Study text below:

Five first-timers and one repeat participant from Saipan will race in the New York City Marathon.
Dubbed as the largest marathon in the world (record 98,247 runners in 2017 and 53,508 finishers in 2019), the NYC Marathon is going ahead with its 50th-anniversary race despite the COVID-19 pandemic, as this year’s event will be held virtually. Participants will run 26.2 miles (42.19K) and they can do it at any course from Oct. 17 to Nov. 1. Though runners have two weeks to complete the race, they must meet the required distance in one session.
Saipan runners Rommel Buenaflor, Malou Carlos, Matt Sitchon, Taro Goto, Chang Whan Jang, and Roxanne Soriano are planning to take on the challenge this weekend and use the Saipan Marathon route.
“This is a great opportunity to be a part of the prestigious New York Marathon, especially the event is celebrating its golden anniversary this year, so this is big and this is also my first time to do a full marathon,” Soriano said.
While Soriano will debut in the NYC Marathon, Buenaflor will be doing his second race in the event considered as one of the World Marathon Majors. He completed the course that covered the five boroughs of the Big Apple in 2019.
Buenaflor said they did a pace run last weekend and have been doing their regular runs the past months to get ready for the virtual event. He will do his best to finish the NYC Marathon again, but hopes to have another chance of taking on the actual course and wishes the same for other Saipan runners.
“It’s one of the hardest marathons in the world, but the experience is definitely worth it,” Buenaflor said.

End of Study text.
Input data below:

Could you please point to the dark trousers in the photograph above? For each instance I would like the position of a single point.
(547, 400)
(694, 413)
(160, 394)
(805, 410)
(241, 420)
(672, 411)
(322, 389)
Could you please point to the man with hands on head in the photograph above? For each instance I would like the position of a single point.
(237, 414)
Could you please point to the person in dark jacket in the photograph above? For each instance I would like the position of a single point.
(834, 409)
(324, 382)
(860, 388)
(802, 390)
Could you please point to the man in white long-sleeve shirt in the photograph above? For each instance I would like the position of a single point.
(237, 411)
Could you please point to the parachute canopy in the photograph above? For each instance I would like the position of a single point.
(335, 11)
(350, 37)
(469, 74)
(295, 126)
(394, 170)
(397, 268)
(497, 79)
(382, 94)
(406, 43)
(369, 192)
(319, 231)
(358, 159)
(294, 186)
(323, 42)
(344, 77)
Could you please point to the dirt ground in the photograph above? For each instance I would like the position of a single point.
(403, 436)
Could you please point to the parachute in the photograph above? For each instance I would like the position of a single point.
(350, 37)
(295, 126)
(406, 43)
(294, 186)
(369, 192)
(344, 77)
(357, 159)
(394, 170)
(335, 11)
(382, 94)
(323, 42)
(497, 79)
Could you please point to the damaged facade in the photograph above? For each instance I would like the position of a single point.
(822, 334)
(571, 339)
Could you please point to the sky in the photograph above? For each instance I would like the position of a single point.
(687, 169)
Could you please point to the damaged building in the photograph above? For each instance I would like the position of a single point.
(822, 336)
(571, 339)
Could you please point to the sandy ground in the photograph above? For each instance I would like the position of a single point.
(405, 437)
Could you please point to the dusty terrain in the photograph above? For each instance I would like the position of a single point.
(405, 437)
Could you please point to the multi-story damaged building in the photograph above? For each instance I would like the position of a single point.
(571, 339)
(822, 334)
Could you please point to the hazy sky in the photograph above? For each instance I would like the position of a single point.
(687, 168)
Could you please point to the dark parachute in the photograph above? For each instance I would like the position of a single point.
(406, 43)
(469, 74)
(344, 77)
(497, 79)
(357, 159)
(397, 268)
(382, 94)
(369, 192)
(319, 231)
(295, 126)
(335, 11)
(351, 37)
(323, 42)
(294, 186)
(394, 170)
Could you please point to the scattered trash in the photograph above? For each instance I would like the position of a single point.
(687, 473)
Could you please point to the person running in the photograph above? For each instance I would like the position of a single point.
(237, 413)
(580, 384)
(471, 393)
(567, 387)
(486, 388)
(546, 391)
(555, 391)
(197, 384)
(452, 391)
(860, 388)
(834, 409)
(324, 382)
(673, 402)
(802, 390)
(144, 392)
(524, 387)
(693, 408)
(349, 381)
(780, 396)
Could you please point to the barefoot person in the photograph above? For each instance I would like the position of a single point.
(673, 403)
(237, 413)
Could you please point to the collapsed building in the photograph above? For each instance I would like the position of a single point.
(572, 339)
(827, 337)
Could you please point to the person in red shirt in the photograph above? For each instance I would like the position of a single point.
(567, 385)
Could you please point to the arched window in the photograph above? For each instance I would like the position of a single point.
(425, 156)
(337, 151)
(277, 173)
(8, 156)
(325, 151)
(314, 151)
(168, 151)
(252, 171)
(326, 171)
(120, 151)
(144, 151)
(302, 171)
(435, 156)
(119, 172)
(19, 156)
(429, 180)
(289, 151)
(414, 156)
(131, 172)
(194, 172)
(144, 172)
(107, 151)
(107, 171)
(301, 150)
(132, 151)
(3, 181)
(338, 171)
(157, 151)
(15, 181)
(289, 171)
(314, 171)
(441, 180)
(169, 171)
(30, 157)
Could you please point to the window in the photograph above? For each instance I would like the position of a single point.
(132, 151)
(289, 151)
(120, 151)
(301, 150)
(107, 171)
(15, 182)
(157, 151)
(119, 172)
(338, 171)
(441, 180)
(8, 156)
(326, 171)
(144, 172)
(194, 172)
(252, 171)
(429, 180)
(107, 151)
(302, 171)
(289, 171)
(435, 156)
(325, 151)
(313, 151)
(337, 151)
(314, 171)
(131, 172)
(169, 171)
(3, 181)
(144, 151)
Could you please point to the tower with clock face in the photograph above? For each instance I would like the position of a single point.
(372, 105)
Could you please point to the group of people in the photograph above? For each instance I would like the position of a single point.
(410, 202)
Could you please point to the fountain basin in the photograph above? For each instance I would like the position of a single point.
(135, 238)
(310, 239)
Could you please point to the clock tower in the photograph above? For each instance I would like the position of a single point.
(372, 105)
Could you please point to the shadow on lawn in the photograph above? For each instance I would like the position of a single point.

End of Input data.

> [Brief A] Retype the passage of the Saipan marathon article from "Saipan runners Rommel" up to and including "Saipan Marathon route.".
> [Brief B] Write the next part of the article on the Saipan runners entering the New York City Marathon, picking up after its final sentence.

> [Answer space A]
Saipan runners Rommel Buenaflor, Malou Carlos, Matt Sitchon, Taro Goto, Chang Whan Jang, and Roxanne Soriano are planning to take on the challenge this weekend and use the Saipan Marathon route.

> [Answer space B]
Sitchon, on the other hand, tried completing the distance last weekend, but stopped at the 25K mark due to cramps. The sexagenarian added that for long distance event like marathon, he needs to train for 35K plus running at least two times a week to get into top shape. He will try again this weekend and aims to surpass his personal best (5:01:00).
Meanwhile, Soriano said the virtual NYC Marathon has its pros and cons, but the former outweighs the latter, as she is determined to continue her passion for running amidst the pandemic.
“Unlike our local marathons, you have to keep track of your own time, safety, nutrition, and hydration with the virtual NYC Marathon. However, this virtual run gives us the opportunity to try and get our personal best time without the pressure of competition. We will be racing without the support from the crowd, but with the encouragement from my friends Jean Bernardo and Jerin Alladin, I believe that their presence is more than enough than any loud cheers. I will not let COVID-19 stop me from joining races,” said Soriano, whose target finish time is between five and six hours.